Task item — Rewrite the article on Canada's tariffs from "The Canadian government sees" to "could be eligible.", putting "rebate programs" in place of "incentive programs".

Source text —
Automotive

Canada preparing for new tariffs on mainland Chinese Battery-Electric Vehicles and other products

Canada preparing for new tariffs on mainland Chinese Battery-Electric Vehicles and other products


In August, the Canadian government announced plans to impose a
100% tariff on battery-electric vehicle (BEV) imports from mainland
China, as well as a 25% import tariff on Chinese steel and
aluminum. The tariffs are set to be implemented in October
2024.

The Canadian government sees several products as “critical to
Canada’s future prosperity, including batteries and battery parts,
semiconductors, solar products, and critical minerals,” according
to a government statement. Along with imposing the tariff, Canada
will revise its zero-emission incentive programs for BEVs and limit
eligibility to vehicles produced in countries with which Canada has
free-trade agreements. Today, those vehicles could be eligible.
Products from mainland China are already subject to a
Most-Favored-Nation 6.1% tariff, so the new BEV import duty will
actually be 106.1%. The tariff on steel and aluminum imports from
China will have a lower impact on the auto industry than the BEV
tariff.

A government statement on the tariff said: “Canadian auto
workers and the auto sector currently face unfair competition from
Chinese producers, who benefit from unfair, non-market policies and
practices. China’s intentional, state-directed policy of
overcapacity and lack of rigorous labor and environmental standards
threaten workers and businesses in the EV industry around the world
and undermine Canada’s long term economic prosperity. Recent
consultations with stakeholders have confirmed that exceptional
measures are required to address this extraordinary threat.”

Data reported by Bloomberg from national statistical agency
Statistics Canada indicates that the value of imported mainland
Chinese electric vehicles increased to C$2.2 billion in 2023, from
less than C$100 million in 2022. Most of the increase was the
result of US EV manufacturer Tesla’s exports of the Model Y from
its plant in Shanghai, China, to Canada.

With no indication Tesla would receive an exemption, Tesla may
choose to supply Canada from its US or German production plants. In
July, reports surfaced that Chinese automaker BYD wants to discuss
its plans to enter the Canadian market with the country’s lawmakers
and officials.

Canada’s imposition of tariffs on BEV imports from China echoes
similar moves made by the EU and the
US, as well as some other countries. These reflect concerns
from automakers around the world about mainland China’s ability to
export relatively low-cost BEVs and undercut automakers operating
under different cost structures. These tariffs are being set as a
defensive mechanism.

Chinese automakers have more aggressively entered the markets of
Europe, Asia and South America and have not yet tackled entry into
the US and Canadian markets. However, there are indications that
mainland Chinese auto brands would like to enter the US and
Canadian markets. Automakers in mainland China also have excess
production capacity, providing further reason to begin exporting
their vehicles. The question isn’t really “if” they will enter
these attractive markets, but “when.”

Data for review —
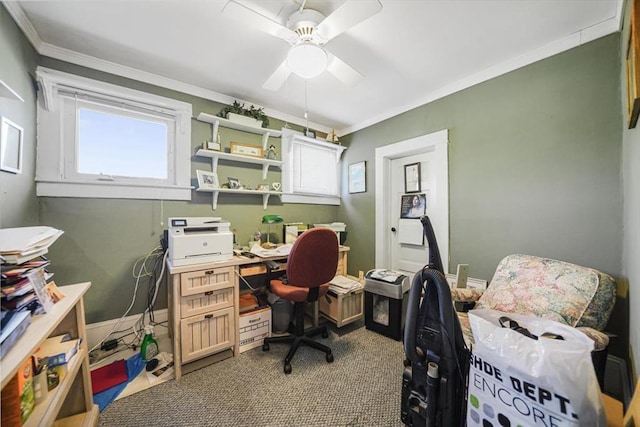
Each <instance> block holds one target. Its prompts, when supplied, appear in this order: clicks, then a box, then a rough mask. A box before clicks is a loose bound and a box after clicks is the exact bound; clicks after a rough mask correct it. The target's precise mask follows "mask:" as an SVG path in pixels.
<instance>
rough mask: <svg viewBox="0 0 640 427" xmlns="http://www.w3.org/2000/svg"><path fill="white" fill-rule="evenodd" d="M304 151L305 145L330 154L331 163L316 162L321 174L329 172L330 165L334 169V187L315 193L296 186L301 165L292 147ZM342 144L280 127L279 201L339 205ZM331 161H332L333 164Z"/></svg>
mask: <svg viewBox="0 0 640 427" xmlns="http://www.w3.org/2000/svg"><path fill="white" fill-rule="evenodd" d="M296 147H297V148H298V149H301V150H305V148H308V149H310V150H313V151H314V152H317V150H327V151H329V152H331V153H332V156H331V157H330V160H329V161H330V162H331V164H325V165H318V168H319V169H320V170H322V171H325V172H324V173H325V174H326V173H331V168H334V171H335V188H334V189H332V191H330V192H329V194H327V193H318V192H317V191H314V190H313V189H311V188H304V187H300V185H299V183H300V182H302V181H303V180H304V179H303V177H302V176H301V174H302V173H304V171H303V170H301V168H299V167H297V166H298V165H296V164H295V162H296V161H297V158H296V156H294V148H296ZM345 149H346V147H343V146H342V145H337V144H333V143H329V142H324V141H321V140H318V139H315V138H309V137H306V136H304V135H303V134H301V133H300V132H295V131H293V130H291V129H283V130H282V161H283V163H284V164H283V168H282V202H283V203H307V204H322V205H339V204H340V189H341V184H340V180H341V176H342V174H341V160H340V157H341V156H342V153H343V152H344V150H345ZM334 162H335V163H334Z"/></svg>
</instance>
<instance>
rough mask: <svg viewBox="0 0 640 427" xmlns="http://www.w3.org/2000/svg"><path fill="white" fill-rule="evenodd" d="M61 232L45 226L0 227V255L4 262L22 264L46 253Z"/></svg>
mask: <svg viewBox="0 0 640 427" xmlns="http://www.w3.org/2000/svg"><path fill="white" fill-rule="evenodd" d="M63 233H64V232H63V231H61V230H57V229H55V228H53V227H46V226H40V227H17V228H3V229H0V256H2V258H4V262H6V263H10V264H22V263H23V262H26V261H29V260H31V259H33V258H35V257H38V256H41V255H44V254H46V253H47V252H48V250H49V246H51V245H52V244H53V242H55V241H56V240H57V239H58V237H60V236H62V234H63Z"/></svg>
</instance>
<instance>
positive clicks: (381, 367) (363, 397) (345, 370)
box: [100, 327, 403, 427]
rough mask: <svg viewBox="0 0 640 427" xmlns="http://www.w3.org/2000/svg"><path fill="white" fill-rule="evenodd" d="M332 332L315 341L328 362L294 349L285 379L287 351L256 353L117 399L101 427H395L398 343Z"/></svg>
mask: <svg viewBox="0 0 640 427" xmlns="http://www.w3.org/2000/svg"><path fill="white" fill-rule="evenodd" d="M343 329H344V331H343ZM336 332H338V331H336V330H332V331H331V332H330V333H329V338H327V339H321V338H320V341H321V342H323V343H326V344H328V345H329V346H330V347H331V349H332V350H333V354H334V357H335V361H334V363H331V364H330V363H327V362H326V361H325V355H324V353H322V352H320V351H317V350H313V349H310V348H307V347H301V349H299V350H298V353H297V354H296V356H295V357H294V359H293V362H292V367H293V371H292V373H291V374H290V375H285V374H284V372H283V370H282V369H283V359H284V356H285V355H286V352H287V350H288V346H287V345H285V344H279V345H278V344H273V345H271V351H269V352H263V351H262V349H261V348H256V349H253V350H250V351H248V352H245V353H242V354H240V355H239V356H238V357H232V358H230V359H227V360H224V361H222V362H219V363H216V364H213V365H210V366H207V367H206V368H203V369H201V370H199V371H195V372H192V373H190V374H187V375H185V376H183V377H182V379H181V380H180V381H175V380H171V381H169V382H166V383H164V384H160V385H158V386H156V387H152V388H150V389H148V390H145V391H142V392H140V393H137V394H134V395H132V396H129V397H126V398H123V399H120V400H117V401H115V402H114V403H112V404H111V405H110V406H109V407H107V408H106V409H105V410H104V412H102V414H100V426H105V427H107V426H108V427H112V426H119V427H127V426H132V427H133V426H135V427H139V426H153V427H164V426H166V427H175V426H221V427H222V426H278V427H280V426H402V422H401V421H400V391H401V383H402V369H403V365H402V360H403V351H402V344H401V343H400V342H397V341H394V340H392V339H389V338H387V337H384V336H382V335H379V334H377V333H375V332H371V331H368V330H366V329H365V328H364V327H360V328H357V329H354V328H349V329H345V328H341V330H340V331H339V332H338V333H336Z"/></svg>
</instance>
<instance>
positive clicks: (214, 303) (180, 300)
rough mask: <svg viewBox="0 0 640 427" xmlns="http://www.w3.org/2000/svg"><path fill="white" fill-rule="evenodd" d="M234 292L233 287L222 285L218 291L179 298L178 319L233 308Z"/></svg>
mask: <svg viewBox="0 0 640 427" xmlns="http://www.w3.org/2000/svg"><path fill="white" fill-rule="evenodd" d="M221 286H222V285H221ZM234 290H235V287H234V286H229V285H224V286H222V287H221V288H220V289H215V290H212V291H206V292H201V293H199V294H195V295H189V296H186V297H182V298H180V317H181V318H183V319H184V318H186V317H191V316H196V315H198V314H203V313H210V312H212V311H214V310H220V309H222V308H227V307H233V303H234Z"/></svg>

Exercise solution —
The Canadian government sees several products as “critical to
Canada’s future prosperity, including batteries and battery parts,
semiconductors, solar products, and critical minerals,” according
to a government statement. Along with imposing the tariff, Canada
will revise its zero-emission rebate programs for BEVs and limit
eligibility to vehicles produced in countries with which Canada has
free-trade agreements. Today, those vehicles could be eligible.